Written exercise 1:
Rewrite the Kafka connector page from the words "Supported Objects" through "while Sample profiling.", renaming "Topics" to "Streams" throughout that span.
Written exercise 2:
Retype all of the outline records line for line, with no changes.

Source text:
## begin

Integrations

Apache Kafka Connector

Kafka is an open-source component that works as a centralized data hub for simple data integration between databases, key-value stores, search indexes, and file systems. 

OvalEdge uses an Apache Kafka Client Jar to connect to the data source, which allows you to crawl and profile the Topics and Messages.

Kafka_arch

Connector Capabilities

Functionality

Supported Objects

Crawling Tables, Table Columns
Profiling

Table Profiling (Min, Max, Null Count, Distinct Count, Top 50 values)

Column Profiling, Sample Profiling

- Topics in Kafka will be represented as tables.
- Messages in Kafka will be represented as Columns and will be crawled while Sample profiling.

Prerequisite(s)

The following are the prerequisites to establish a connection to Apache kafka.

  1. Kafka Client Jar
  2. Service Account Permissions
  3. Configure environment variables (Optional)

Kafka Client Jar

OvalEdge uses Kafka Client Jar to connect to Apache kafka.

## end

(Outline records)
## begin

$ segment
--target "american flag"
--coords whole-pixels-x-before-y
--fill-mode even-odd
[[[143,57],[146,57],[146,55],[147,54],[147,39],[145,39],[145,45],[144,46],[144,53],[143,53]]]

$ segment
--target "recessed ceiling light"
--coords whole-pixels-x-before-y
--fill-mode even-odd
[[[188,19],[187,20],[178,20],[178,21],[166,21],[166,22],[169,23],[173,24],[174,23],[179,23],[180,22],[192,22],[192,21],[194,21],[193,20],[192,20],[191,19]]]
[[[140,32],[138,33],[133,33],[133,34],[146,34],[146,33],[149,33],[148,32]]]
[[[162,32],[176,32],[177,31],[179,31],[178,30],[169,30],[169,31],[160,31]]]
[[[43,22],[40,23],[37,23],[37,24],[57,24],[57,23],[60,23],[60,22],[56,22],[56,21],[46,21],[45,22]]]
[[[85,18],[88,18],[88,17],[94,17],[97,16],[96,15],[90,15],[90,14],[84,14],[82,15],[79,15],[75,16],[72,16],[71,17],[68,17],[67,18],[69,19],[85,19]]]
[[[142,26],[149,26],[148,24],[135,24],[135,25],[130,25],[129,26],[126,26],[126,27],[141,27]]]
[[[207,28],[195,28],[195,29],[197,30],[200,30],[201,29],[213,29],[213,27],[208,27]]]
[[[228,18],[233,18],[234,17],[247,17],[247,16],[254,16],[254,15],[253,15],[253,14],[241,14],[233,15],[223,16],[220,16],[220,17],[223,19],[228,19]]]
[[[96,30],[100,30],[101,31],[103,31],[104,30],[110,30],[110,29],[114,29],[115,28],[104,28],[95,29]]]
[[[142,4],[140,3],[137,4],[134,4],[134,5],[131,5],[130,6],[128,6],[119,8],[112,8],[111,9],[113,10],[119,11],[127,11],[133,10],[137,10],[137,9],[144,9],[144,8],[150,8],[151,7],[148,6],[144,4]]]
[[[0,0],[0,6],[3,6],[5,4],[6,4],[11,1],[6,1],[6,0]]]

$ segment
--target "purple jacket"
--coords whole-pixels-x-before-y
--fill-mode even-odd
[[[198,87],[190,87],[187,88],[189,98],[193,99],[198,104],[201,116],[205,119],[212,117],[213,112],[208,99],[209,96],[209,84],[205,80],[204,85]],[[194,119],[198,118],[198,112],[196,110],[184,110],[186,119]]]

## end

Full output 1:
Supported Objects

Crawling Tables, Table Columns
Profiling

Table Profiling (Min, Max, Null Count, Distinct Count, Top 50 values)

Column Profiling, Sample Profiling

- Streams in Kafka will be represented as tables.
- Messages in Kafka will be represented as Columns and will be crawled while Sample profiling.

Full output 2:
$ segment
--target "american flag"
--coords whole-pixels-x-before-y
--fill-mode even-odd
[[[143,57],[146,57],[146,55],[147,54],[147,39],[145,39],[145,45],[144,46],[144,53],[143,53]]]

$ segment
--target "recessed ceiling light"
--coords whole-pixels-x-before-y
--fill-mode even-odd
[[[188,19],[187,20],[178,20],[178,21],[166,21],[166,22],[169,23],[173,24],[174,23],[179,23],[180,22],[192,22],[192,21],[194,21],[193,20],[192,20],[191,19]]]
[[[140,32],[138,33],[133,33],[133,34],[146,34],[146,33],[149,33],[148,32]]]
[[[162,32],[176,32],[177,31],[179,31],[178,30],[169,30],[169,31],[160,31]]]
[[[43,22],[40,23],[37,23],[37,24],[57,24],[57,23],[60,23],[60,22],[56,22],[56,21],[46,21],[45,22]]]
[[[85,18],[88,18],[88,17],[94,17],[97,16],[96,15],[90,15],[90,14],[84,14],[82,15],[79,15],[75,16],[72,16],[71,17],[68,17],[67,18],[69,19],[85,19]]]
[[[142,26],[149,26],[148,24],[135,24],[135,25],[130,25],[129,26],[126,26],[126,27],[141,27]]]
[[[207,28],[195,28],[195,29],[197,30],[200,30],[201,29],[213,29],[213,27],[208,27]]]
[[[228,18],[233,18],[234,17],[247,17],[247,16],[254,16],[254,15],[253,15],[253,14],[241,14],[233,15],[223,16],[220,16],[220,17],[223,19],[228,19]]]
[[[96,30],[100,30],[101,31],[103,31],[104,30],[110,30],[110,29],[114,29],[115,28],[104,28],[95,29]]]
[[[142,4],[140,3],[137,4],[134,4],[134,5],[131,5],[130,6],[128,6],[119,8],[112,8],[111,9],[113,10],[119,11],[127,11],[133,10],[137,10],[137,9],[144,9],[144,8],[150,8],[151,7],[148,6],[144,4]]]
[[[0,0],[0,6],[3,6],[5,4],[6,4],[11,1],[6,1],[6,0]]]

$ segment
--target "purple jacket"
--coords whole-pixels-x-before-y
--fill-mode even-odd
[[[198,87],[190,87],[187,88],[189,98],[193,99],[198,104],[201,116],[205,119],[212,117],[213,112],[208,99],[209,96],[209,84],[205,80],[204,85]],[[194,119],[198,118],[198,112],[196,110],[184,110],[186,119]]]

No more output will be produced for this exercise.